Conclusions
As this court observed in R v Allen [2019] EWCA Crim 1772, at [17]:
"The decision to make a finding on the issue of dangerousness without a pre-sentence report is one which requires a careful justification. Usually the Crown Court will require the assistance of such a report. This is the statutory position as set out in section 156(3) of the Criminal Justice Act 2003 [now section 30 of the Sentencing Act 2020] and that is a provision which should be faithfully applied. We consider that the decision of the judge in this case on that issue is justifiable because he had been the trial judge and had been able to form an impression of the applicant during his trial which, together with the facts of the case itself, gave him a proper basis for making that finding. Many judges would, nevertheless, have obtained a report dealing with dangerousness. This will usually be the better course. The obtaining of a pre-sentence report does, of course, involve cost, burden to the Probation Service and sometimes delay in concluding the case. These things are justified in such cases where very long extended sentences are under consideration, which will require a decision of the Parole Board in due course."

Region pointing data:
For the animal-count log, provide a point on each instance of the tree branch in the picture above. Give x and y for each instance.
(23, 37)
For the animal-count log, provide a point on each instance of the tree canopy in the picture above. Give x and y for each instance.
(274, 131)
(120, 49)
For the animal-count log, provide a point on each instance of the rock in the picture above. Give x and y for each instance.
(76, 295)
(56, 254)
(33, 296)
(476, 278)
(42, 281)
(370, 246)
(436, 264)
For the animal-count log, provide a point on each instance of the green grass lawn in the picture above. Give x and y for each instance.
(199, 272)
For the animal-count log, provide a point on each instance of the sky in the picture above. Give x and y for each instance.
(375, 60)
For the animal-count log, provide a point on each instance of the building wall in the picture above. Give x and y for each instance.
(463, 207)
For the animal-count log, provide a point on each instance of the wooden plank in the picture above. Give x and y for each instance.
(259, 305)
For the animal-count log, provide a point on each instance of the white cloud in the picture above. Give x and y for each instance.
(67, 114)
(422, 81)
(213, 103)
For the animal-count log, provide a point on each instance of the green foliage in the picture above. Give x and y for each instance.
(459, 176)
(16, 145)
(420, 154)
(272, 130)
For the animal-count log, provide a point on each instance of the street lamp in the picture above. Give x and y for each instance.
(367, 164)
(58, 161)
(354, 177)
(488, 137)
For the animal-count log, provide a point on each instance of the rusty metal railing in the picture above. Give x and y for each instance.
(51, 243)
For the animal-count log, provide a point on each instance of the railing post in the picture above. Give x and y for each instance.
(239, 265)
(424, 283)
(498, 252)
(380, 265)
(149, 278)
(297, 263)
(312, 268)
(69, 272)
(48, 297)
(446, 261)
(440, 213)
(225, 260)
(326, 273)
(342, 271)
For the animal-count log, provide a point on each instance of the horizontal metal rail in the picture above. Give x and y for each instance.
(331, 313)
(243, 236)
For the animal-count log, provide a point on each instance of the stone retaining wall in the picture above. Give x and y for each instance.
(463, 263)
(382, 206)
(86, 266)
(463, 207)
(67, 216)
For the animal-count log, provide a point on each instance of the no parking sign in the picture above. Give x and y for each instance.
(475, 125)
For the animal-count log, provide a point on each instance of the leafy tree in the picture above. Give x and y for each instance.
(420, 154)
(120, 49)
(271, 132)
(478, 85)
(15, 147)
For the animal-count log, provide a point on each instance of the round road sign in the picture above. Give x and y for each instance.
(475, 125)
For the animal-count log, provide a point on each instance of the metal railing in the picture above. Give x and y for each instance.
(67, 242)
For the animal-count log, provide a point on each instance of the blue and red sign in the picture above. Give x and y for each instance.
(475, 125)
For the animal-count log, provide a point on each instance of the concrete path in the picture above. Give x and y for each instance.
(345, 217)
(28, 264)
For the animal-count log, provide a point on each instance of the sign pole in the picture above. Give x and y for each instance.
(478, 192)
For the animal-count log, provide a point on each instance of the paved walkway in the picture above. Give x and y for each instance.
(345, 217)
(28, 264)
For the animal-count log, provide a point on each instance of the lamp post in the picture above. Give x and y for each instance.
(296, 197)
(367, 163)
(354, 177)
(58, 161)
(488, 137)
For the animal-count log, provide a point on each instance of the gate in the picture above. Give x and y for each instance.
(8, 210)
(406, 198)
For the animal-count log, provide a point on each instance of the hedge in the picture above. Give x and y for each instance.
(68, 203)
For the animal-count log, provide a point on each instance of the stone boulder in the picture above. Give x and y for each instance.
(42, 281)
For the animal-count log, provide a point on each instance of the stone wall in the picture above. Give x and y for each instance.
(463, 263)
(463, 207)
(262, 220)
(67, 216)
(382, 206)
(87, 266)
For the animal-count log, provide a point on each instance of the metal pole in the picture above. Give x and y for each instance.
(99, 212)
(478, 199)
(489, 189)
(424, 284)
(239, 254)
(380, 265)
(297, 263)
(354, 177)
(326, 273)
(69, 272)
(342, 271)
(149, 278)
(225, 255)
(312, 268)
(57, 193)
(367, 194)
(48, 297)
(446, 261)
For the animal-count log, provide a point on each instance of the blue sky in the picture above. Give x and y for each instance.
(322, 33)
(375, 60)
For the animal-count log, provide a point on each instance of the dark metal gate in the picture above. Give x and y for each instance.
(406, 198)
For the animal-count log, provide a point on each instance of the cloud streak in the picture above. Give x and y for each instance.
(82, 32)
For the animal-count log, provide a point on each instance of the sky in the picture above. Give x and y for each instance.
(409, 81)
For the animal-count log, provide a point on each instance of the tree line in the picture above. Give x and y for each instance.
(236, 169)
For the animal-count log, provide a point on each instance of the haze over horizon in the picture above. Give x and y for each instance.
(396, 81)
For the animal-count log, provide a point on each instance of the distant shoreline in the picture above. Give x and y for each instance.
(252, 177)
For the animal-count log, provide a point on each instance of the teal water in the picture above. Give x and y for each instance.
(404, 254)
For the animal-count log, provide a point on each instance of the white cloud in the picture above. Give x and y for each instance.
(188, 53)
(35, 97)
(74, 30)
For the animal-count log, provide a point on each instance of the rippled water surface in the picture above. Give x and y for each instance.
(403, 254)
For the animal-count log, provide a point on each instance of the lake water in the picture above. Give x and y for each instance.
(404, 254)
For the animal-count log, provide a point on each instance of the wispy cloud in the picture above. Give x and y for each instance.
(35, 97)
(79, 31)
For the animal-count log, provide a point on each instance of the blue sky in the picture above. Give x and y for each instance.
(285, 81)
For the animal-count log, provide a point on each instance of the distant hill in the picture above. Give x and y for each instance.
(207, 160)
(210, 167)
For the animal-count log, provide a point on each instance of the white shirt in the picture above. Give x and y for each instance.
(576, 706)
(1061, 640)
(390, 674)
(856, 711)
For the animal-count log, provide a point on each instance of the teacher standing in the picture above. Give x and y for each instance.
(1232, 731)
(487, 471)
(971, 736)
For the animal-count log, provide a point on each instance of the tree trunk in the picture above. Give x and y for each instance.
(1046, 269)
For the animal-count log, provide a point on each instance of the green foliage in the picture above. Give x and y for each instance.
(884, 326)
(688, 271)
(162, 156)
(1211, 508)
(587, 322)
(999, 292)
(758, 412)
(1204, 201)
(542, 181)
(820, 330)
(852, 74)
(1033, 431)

EXERCISES TO COMPLETE:
**a)** In the judgment excerpt, which provision is now said to set out the statutory position on pre-sentence reports?
**b)** Please list the drawbacks of obtaining a pre-sentence report that the judgment excerpt names.
**c)** Continue the judgment excerpt from its last sentence.

YOUR RESPONSES:
**a)** Section 30 of the Sentencing Act 2020.

**b)** Cost, burden to the Probation Service, and sometimes delay in concluding the case.

**c)**
We note that in that case the defendant, aged 22, had received an extended sentence of 16 years comprising a custodial term of 13 years and an extended period of licence of 3 years. The principal offence was section 18 wounding with intent. There were other offences as well but he had only one relevant previous conviction for violence, for affray. For that reason it was clearly a very different case from this case.
In the circumstances of the present case, we consider that the judge was justified in not obtaining a pre-sentence report.
As for the application to adduce fresh evidence from the psychiatrist, Dr Martyn, the requirements of section 23 of the Criminal Appeal Act 1968 apply just as much to a sentence appeal as to a conviction appeal. Before receiving fresh evidence this Court would have to have regard to: whether the evidence appears capable of belief; whether it appears that the evidence may afford any ground for allowing the appeal; whether the evidence would have been admissible in the proceedings in the court below; and whether there is a reasonable explanation for the failure to adduce the evidence in those proceedings.
We have no report from Dr Martyn, only his notes. We have no opinion from him, for example, as to whether the diagnosis of ADHD which has been made since the sentence was imposed could have impacted upon the assessment of the applicant's culpability for the offences in question, or could have affected the assessment of whether there was a significant risk of serious harm to the public from further specified offences committed by the applicant. Only if we were persuaded that there was evidence from Dr Martyn which could have affected those assessments by the judge could it be said that such evidence would be capable of affording any ground for allowing the appeal.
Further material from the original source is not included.